### [Problema proposto]
Extraia das entradas abaixo todas as linhas que contêm a palavra "shirt", levando em conta a diferença entre maiúsculas e minúsculas.

### [Entradas]
#####
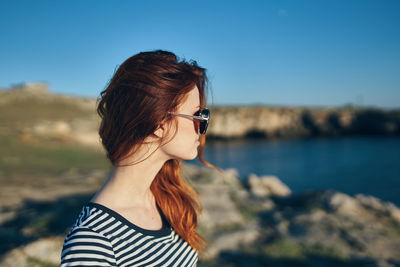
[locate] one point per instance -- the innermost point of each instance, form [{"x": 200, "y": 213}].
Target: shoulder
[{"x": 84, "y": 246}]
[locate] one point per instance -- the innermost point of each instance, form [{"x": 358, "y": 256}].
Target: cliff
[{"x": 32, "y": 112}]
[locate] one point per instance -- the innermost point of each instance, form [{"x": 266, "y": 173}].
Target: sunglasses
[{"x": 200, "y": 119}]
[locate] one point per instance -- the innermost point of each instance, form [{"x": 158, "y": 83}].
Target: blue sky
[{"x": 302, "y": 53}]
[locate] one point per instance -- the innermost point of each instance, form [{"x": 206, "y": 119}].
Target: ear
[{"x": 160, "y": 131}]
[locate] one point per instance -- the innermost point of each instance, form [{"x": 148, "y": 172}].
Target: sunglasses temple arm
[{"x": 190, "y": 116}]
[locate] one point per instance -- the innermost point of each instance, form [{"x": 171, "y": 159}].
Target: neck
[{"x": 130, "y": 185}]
#####
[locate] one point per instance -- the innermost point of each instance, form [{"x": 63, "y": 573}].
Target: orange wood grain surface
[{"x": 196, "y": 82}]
#####
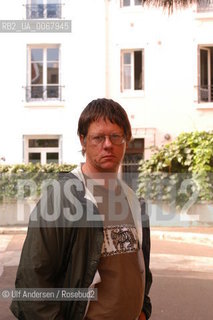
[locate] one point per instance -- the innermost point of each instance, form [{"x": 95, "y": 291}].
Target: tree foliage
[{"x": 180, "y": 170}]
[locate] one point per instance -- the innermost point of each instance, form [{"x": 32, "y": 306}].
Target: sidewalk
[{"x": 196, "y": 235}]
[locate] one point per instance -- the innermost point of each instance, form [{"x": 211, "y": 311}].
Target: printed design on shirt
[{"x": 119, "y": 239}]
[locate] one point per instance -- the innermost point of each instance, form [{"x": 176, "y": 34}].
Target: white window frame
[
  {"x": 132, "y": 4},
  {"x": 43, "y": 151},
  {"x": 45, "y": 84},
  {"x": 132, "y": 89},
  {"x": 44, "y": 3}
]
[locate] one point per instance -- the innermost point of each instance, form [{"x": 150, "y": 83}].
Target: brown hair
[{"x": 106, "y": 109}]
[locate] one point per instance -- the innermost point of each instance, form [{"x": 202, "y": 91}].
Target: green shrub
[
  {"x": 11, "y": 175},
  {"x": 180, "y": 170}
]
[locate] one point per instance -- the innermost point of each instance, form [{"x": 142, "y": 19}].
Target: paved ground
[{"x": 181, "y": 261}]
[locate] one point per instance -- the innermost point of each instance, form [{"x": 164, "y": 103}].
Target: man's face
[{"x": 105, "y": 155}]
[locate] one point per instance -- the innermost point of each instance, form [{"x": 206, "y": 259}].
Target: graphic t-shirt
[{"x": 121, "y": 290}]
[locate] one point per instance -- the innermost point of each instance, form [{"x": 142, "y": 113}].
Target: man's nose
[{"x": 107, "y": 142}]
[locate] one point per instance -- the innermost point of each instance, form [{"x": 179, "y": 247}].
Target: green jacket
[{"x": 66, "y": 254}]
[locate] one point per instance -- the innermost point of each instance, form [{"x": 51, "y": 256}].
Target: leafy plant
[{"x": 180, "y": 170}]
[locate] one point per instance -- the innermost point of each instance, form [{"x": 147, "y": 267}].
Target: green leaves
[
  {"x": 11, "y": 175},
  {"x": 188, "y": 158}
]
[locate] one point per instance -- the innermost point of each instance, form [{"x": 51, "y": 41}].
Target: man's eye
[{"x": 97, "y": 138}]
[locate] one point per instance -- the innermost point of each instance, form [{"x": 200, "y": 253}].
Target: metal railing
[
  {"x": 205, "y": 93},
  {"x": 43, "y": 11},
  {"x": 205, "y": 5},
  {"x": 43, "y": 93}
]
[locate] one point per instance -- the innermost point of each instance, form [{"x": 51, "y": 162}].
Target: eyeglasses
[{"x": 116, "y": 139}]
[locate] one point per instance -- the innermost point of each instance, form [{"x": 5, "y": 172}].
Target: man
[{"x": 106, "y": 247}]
#####
### [Solução abaixo]
Target: printed design on shirt
Target: graphic t-shirt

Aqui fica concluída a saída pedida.